# Task instructions
Could you repeat, word for word, every line from the one containing "stone archway, and" through the final line of the records below, and nothing else?

[Natural-language object grounding data]
== == ==

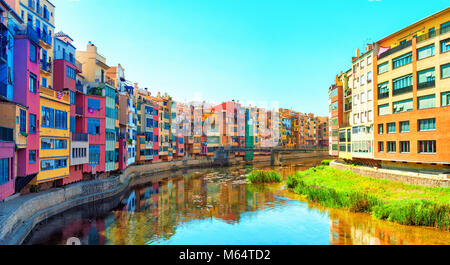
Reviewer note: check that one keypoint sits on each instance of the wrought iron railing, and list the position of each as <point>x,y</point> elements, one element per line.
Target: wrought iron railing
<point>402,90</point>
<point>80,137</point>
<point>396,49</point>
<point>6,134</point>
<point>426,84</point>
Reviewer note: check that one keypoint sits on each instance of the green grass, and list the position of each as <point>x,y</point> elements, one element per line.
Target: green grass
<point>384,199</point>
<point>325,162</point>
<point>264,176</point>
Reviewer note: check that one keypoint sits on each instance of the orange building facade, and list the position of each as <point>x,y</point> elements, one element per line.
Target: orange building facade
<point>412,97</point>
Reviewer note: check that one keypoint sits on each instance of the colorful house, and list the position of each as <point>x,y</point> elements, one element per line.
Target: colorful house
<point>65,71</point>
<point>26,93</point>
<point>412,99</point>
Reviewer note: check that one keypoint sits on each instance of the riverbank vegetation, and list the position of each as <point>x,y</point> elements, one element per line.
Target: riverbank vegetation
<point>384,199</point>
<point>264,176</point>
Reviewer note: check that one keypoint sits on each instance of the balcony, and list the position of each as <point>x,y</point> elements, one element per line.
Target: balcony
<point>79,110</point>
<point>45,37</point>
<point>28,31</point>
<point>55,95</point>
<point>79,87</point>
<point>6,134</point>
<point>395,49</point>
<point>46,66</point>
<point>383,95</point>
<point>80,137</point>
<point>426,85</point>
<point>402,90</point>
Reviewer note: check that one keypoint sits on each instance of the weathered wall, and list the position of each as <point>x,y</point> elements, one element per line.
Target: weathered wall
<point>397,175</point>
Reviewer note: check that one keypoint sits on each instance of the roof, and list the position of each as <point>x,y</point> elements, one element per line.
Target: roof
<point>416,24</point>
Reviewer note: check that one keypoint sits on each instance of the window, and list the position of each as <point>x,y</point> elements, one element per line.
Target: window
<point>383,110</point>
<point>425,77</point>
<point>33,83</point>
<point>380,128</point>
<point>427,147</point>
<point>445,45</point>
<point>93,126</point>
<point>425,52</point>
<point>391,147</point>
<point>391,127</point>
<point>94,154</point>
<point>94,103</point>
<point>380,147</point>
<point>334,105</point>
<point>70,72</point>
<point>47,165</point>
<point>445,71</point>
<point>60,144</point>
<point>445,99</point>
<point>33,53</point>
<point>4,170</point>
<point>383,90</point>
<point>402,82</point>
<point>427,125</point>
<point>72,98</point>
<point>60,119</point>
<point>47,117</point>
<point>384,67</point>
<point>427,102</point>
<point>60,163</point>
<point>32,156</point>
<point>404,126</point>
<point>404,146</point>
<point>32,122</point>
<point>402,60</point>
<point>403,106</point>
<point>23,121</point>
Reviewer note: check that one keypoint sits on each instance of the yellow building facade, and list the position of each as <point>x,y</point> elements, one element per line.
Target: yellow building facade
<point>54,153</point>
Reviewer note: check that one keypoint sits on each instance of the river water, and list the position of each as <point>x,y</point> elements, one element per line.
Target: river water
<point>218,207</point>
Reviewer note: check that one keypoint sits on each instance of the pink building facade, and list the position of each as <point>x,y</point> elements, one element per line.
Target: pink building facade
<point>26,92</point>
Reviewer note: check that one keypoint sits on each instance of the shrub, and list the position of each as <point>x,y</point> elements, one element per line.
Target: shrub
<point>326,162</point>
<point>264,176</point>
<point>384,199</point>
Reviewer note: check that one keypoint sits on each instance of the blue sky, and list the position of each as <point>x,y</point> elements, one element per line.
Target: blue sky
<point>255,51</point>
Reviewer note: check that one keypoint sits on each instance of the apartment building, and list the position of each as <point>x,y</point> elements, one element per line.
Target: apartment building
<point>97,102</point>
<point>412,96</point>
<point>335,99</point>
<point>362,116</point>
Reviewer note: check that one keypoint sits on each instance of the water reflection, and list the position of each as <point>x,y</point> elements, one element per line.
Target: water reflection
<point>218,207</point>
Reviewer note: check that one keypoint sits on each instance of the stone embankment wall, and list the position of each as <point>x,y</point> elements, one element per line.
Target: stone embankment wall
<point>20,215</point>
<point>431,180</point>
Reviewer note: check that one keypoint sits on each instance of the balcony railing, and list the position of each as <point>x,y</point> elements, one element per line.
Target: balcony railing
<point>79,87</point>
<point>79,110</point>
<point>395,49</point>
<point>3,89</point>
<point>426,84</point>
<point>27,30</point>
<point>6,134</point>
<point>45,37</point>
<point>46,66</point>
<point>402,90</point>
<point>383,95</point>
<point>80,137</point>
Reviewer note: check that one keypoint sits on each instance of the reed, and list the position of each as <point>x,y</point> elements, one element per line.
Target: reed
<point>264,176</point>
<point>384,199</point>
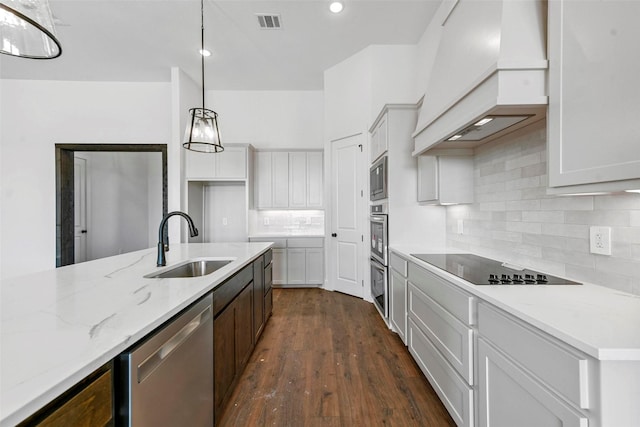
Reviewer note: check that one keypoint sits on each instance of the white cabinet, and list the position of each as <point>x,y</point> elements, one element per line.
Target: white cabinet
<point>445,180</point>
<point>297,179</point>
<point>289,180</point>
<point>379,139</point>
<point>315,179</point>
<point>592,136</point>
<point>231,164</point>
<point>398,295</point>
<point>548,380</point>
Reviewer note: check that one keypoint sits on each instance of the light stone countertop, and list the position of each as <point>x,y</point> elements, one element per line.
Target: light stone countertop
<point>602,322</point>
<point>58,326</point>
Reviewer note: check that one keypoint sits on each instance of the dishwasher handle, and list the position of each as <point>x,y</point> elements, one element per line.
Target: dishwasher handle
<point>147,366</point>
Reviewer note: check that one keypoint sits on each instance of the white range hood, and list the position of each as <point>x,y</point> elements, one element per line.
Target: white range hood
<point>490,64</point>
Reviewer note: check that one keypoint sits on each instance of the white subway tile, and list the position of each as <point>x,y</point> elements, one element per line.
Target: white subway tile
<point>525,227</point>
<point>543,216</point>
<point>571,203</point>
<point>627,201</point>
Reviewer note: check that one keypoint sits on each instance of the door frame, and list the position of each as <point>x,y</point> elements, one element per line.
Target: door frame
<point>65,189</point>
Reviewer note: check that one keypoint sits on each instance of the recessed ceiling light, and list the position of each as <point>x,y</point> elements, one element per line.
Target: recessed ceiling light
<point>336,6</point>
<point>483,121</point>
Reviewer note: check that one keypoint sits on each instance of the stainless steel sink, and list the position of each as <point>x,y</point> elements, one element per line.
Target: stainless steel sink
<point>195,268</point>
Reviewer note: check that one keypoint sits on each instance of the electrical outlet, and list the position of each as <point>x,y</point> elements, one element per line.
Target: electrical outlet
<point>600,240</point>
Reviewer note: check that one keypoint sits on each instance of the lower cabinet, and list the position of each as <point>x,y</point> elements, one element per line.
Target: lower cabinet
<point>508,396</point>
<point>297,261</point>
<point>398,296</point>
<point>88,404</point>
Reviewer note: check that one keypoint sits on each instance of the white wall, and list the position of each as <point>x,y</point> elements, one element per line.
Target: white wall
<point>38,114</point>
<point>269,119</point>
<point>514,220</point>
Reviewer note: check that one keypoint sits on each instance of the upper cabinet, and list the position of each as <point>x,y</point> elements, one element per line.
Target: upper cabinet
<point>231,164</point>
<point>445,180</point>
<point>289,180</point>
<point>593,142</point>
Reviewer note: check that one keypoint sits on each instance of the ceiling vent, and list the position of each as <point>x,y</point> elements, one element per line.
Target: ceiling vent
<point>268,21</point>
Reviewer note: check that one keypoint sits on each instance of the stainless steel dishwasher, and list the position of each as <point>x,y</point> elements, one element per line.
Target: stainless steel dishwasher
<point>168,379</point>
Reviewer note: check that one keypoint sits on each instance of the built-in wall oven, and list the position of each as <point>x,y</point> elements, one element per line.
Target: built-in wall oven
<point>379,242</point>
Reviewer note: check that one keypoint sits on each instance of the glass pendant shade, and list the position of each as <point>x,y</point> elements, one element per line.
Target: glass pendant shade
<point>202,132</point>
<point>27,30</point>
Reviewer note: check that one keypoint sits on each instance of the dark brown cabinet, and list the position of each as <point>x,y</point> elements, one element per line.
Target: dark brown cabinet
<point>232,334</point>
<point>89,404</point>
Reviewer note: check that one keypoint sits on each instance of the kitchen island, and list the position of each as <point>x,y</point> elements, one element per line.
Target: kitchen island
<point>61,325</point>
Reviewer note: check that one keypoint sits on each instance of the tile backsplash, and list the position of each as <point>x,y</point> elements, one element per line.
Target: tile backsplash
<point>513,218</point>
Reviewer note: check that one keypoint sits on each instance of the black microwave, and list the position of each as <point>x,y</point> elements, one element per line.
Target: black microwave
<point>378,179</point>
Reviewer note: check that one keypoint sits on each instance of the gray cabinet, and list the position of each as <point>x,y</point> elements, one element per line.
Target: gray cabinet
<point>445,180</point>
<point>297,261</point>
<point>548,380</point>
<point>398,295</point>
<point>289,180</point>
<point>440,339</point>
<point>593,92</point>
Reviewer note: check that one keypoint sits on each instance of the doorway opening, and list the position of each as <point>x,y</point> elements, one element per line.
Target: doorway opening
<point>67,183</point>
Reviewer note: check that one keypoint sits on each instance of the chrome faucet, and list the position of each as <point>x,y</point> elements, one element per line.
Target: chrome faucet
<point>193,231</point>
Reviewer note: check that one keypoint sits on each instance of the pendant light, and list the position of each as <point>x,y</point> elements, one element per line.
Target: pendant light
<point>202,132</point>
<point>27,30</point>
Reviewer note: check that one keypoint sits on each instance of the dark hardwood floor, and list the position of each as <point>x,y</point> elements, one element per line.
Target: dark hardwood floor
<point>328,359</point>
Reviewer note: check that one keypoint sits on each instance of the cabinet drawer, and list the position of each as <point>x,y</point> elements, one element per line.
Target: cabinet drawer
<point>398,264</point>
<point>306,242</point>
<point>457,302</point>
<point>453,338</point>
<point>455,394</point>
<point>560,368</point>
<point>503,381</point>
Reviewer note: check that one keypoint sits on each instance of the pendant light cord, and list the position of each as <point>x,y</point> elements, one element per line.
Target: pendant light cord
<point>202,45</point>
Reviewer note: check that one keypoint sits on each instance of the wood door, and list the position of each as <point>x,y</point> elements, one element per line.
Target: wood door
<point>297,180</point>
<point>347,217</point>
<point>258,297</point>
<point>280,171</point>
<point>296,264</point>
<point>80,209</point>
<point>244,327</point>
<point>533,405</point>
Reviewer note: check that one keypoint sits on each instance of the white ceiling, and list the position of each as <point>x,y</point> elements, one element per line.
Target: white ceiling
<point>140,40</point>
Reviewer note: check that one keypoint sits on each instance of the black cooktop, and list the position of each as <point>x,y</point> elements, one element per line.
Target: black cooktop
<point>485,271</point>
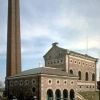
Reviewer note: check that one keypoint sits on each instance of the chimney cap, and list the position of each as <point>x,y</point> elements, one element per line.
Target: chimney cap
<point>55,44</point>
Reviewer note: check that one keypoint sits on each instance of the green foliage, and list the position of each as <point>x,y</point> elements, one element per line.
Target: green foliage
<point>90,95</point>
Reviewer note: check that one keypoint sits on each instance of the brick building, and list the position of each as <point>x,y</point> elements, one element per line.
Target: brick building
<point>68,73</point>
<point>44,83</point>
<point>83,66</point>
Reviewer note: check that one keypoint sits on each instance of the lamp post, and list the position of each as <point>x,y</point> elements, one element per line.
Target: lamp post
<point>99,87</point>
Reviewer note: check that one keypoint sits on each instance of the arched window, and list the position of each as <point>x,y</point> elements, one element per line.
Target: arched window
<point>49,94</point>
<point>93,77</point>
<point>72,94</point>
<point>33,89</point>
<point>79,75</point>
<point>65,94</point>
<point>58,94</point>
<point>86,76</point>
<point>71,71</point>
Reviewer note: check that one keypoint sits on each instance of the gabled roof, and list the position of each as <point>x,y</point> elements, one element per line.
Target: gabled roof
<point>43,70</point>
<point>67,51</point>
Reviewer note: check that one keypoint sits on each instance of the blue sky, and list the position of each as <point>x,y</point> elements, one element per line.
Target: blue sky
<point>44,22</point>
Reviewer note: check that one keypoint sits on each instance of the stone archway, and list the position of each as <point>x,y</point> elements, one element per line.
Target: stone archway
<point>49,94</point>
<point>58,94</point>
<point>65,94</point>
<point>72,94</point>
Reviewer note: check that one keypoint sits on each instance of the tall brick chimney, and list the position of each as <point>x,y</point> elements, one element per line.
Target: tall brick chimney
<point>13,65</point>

== == ==

# Expected answer
Reviewer note: check that one keypoint sits on each instance of the stone archway, and list the position of each as <point>x,y</point> elements, one element per line.
Target: stone archway
<point>49,94</point>
<point>58,94</point>
<point>65,94</point>
<point>72,94</point>
Reviewer note: check that one keypoint sits on each instance of the tall brick chimney, and list the position of each as <point>x,y</point> elements, one element per line.
Target: tall brick chimney
<point>13,65</point>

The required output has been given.